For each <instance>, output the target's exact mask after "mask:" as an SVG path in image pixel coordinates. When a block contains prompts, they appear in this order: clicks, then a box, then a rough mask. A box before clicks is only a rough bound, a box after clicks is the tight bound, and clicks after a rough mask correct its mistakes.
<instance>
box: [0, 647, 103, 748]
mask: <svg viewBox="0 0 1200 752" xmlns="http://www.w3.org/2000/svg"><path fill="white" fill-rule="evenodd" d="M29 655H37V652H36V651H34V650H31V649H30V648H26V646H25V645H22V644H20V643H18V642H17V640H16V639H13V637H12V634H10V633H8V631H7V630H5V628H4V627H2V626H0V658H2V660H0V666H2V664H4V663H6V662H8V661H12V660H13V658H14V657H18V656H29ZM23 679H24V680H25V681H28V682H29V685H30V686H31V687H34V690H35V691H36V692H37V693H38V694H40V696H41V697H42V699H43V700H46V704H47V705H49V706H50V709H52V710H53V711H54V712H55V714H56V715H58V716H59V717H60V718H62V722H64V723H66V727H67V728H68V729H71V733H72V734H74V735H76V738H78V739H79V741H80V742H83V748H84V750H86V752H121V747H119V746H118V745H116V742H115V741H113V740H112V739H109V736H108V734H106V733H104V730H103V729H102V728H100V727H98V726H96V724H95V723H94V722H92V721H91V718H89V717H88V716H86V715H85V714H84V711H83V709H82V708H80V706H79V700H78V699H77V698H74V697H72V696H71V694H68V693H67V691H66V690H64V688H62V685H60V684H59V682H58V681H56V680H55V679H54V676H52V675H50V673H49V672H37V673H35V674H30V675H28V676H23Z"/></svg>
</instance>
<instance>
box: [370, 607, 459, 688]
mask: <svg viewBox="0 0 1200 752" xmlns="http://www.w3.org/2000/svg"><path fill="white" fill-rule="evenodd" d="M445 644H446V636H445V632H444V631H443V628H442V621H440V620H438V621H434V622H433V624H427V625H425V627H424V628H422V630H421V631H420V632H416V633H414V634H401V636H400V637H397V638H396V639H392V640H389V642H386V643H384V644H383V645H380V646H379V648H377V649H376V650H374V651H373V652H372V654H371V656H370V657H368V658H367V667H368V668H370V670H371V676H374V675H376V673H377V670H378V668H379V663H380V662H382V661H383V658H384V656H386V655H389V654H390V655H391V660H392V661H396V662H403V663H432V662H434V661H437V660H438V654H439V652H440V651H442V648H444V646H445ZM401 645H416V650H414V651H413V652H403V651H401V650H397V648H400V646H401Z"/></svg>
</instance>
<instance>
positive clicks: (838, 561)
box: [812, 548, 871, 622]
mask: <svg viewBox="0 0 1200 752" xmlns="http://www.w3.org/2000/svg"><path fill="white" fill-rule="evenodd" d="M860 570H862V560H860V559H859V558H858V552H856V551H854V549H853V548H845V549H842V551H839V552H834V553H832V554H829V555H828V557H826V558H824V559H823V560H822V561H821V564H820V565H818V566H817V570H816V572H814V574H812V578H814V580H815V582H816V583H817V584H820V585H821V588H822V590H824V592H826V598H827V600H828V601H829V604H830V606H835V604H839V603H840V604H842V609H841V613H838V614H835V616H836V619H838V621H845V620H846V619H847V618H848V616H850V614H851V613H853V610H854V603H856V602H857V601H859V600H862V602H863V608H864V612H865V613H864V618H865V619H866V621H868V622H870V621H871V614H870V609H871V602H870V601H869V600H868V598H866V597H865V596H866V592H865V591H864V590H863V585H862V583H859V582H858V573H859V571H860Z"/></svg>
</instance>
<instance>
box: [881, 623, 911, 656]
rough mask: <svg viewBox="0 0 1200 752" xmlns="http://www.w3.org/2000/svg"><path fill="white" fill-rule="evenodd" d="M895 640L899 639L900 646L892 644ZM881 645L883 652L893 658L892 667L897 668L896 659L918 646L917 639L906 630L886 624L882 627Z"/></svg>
•••••
Pick out each line in the material containing "clicks".

For each <instance>, output the target's exact mask after "mask:" as an SVG path in image pixel coordinates. When a block contains prompts, they appear in this order: clicks, then a box, then a rough mask. A box before clicks is only a rough bound, a box after clicks is the tight bound, and clicks after a rough mask correct its mistakes.
positive clicks: (838, 561)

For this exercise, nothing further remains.